» PROBLEM DETAILS
Revise the conference page between "Society for Cultural" and "transnational historical phenomena.", inclusive, so that "Lodging" stands in place of "Accommodation".

» EXTRACT TO READ
##############################

Introduction

Society for Cultural Interaction in East Asia The 9th. General Assembly and The 9th. Annual Meeting 2017
“A Global Perspective on the Past and Knowledge Transitions in East Asia”

  • [Date]   May 13 (Saturday), May 14 (Sunday), 2017
  • [place]  Beijing Foreign Studies University(No.2 North Xisanhuan Road, Beijing, P.R. China 100089)
  • [Proceeding Submission] Please see details here
  • [Accommodation]  Please see details here
  • [Annual Meeting PDF]  available in (simplified) Chinese Japanese English Korean

A global perspective on the past is a new perspective and methodology in historiography and historical writings based on systemic and related outlooks comprised of macroscopic and microscopic perspectives of world history or the transcending of ethnic and national perspectives regarding transnational historical phenomena.
The American global historian Jerry H. Bentley (1949-2012) believed that systemic global development is embodied in a true universality that has three major social processes: population growth, advances in and dissemination of technology, and increasing interaction between unlike societies. In the East Asian nexus, there is constant knowledge transfer as well as various new technologies and interaction of new concepts and beliefs. Different societies are all ceaselessly seeking new means and schemes—conquering or being conquered, symbiotic integration, and immigration—for social cooperation. Through interaction with outsiders, these hidden issues will be brought to the forefront, and in the global era, East Asia will again become cognizant of its own cultural values and offer a new perspective for reexamination.

##############################

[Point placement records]
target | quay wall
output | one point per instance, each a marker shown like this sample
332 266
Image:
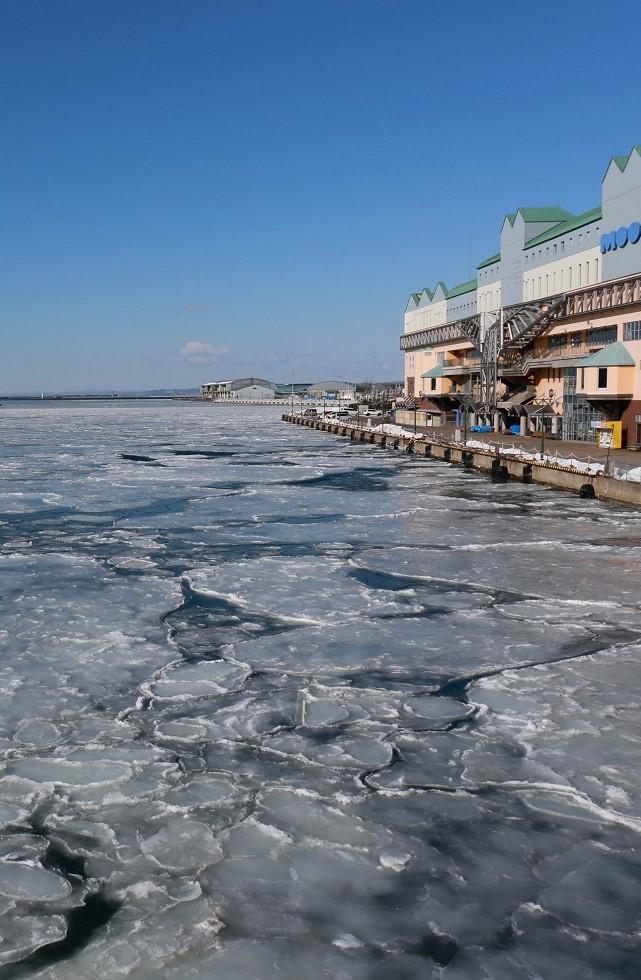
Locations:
500 468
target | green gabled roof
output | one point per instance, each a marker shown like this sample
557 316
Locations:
623 161
491 261
545 214
533 215
435 372
614 355
563 227
464 287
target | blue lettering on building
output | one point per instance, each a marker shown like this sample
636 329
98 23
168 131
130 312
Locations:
621 237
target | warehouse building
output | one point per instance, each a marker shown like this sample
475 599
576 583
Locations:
553 319
244 389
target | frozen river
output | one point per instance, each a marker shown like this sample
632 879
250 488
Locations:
279 707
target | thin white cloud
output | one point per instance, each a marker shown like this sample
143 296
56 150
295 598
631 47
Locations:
193 308
200 352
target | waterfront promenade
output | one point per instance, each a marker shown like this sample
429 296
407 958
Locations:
571 473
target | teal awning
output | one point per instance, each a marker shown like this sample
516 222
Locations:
614 355
435 372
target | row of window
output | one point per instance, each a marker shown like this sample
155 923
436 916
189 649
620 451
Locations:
572 277
601 381
558 248
632 330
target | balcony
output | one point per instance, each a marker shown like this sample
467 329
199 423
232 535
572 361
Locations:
461 365
545 357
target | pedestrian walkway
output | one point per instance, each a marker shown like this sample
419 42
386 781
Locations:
588 451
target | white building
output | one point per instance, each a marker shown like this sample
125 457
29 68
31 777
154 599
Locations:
561 288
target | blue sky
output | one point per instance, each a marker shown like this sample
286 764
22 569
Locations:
193 190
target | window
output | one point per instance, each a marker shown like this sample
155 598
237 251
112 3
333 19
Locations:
557 340
602 336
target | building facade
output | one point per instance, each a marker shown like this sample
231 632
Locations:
552 319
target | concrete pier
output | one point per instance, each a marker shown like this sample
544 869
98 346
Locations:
497 466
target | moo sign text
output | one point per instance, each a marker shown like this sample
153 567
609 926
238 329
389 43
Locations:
621 237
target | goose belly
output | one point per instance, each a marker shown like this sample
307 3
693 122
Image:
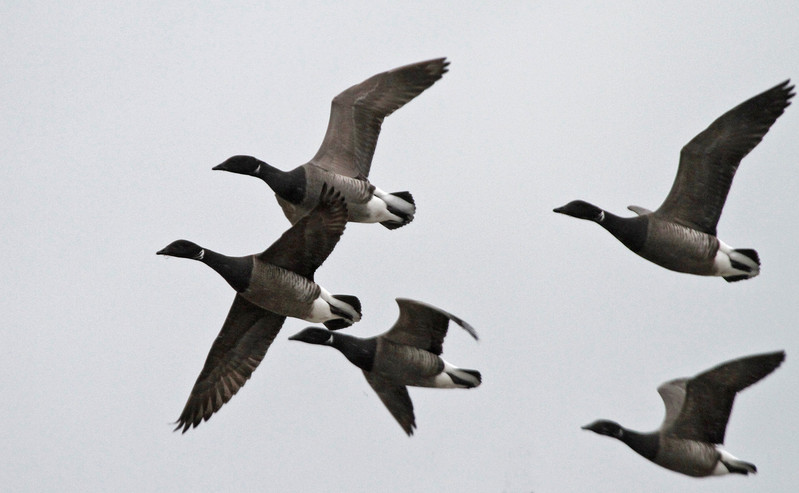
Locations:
407 365
688 457
281 291
680 249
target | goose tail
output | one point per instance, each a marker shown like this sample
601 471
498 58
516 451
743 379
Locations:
402 205
465 379
348 308
745 260
733 465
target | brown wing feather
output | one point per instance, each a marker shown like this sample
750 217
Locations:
423 326
357 114
308 243
710 395
396 399
246 335
709 161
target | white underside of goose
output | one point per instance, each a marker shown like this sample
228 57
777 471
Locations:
723 262
375 211
321 312
395 202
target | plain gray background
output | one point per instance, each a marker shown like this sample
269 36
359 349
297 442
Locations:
114 114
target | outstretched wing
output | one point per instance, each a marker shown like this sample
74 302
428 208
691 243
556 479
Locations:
709 396
247 333
423 326
306 245
709 161
357 114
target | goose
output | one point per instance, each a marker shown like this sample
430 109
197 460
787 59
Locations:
697 410
345 156
681 234
270 286
407 355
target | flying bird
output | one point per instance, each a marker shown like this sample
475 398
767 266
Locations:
407 355
270 286
345 156
697 410
681 234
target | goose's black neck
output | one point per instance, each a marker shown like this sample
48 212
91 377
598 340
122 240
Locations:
288 185
646 444
236 270
629 230
360 352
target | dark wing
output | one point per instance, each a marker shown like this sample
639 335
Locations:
709 161
357 113
423 326
247 333
673 395
306 245
396 399
709 396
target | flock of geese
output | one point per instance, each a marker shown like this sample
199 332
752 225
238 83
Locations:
333 188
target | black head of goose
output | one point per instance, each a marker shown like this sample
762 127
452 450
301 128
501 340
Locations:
407 355
681 234
345 156
269 287
697 411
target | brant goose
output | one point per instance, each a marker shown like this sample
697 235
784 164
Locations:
697 411
681 234
345 156
408 354
269 287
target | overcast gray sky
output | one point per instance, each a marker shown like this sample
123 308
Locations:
114 114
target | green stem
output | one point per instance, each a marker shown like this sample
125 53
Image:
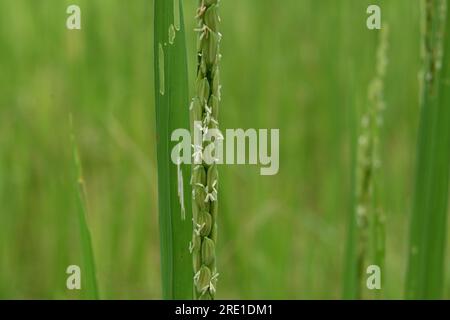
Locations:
171 104
425 274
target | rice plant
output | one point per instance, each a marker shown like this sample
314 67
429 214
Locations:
204 117
428 228
89 277
171 103
367 231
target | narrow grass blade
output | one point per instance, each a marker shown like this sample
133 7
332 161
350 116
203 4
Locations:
425 273
365 246
88 275
172 112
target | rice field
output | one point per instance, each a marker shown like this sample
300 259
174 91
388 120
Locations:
80 149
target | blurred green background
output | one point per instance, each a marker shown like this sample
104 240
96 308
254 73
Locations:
302 66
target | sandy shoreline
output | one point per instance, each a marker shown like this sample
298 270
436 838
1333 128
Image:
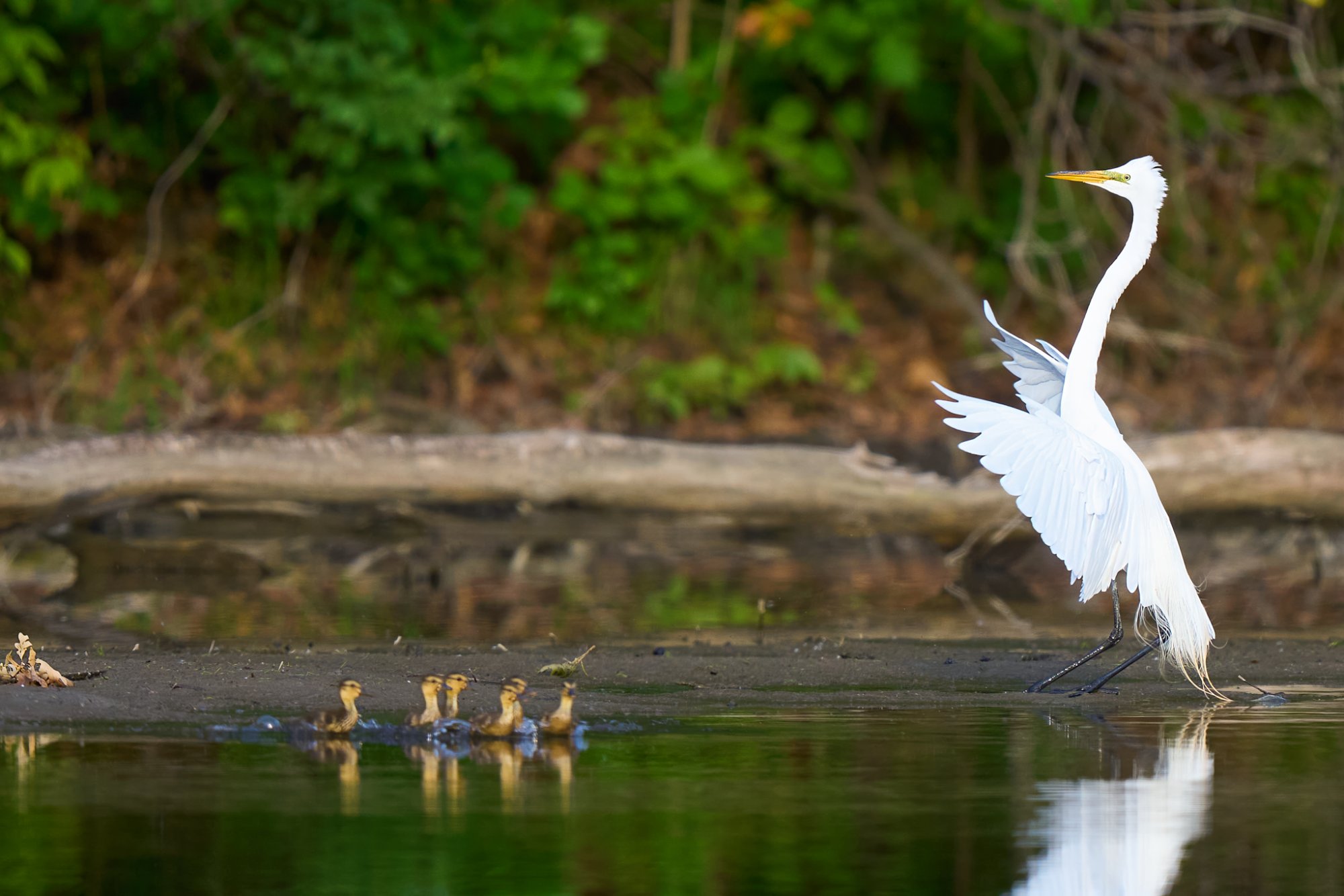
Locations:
177 686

##############################

» COMPLETE RESPONSE
Society for Cultural Interaction in East Asia The 9th. General Assembly and The 9th. Annual Meeting 2017
“A Global Perspective on the Past and Knowledge Transitions in East Asia”

  • [Date]   May 13 (Saturday), May 14 (Sunday), 2017
  • [place]  Beijing Foreign Studies University(No.2 North Xisanhuan Road, Beijing, P.R. China 100089)
  • [Proceeding Submission] Please see details here
  • [Lodging]  Please see details here
  • [Annual Meeting PDF]  available in (simplified) Chinese Japanese English Korean

A global perspective on the past is a new perspective and methodology in historiography and historical writings based on systemic and related outlooks comprised of macroscopic and microscopic perspectives of world history or the transcending of ethnic and national perspectives regarding transnational historical phenomena.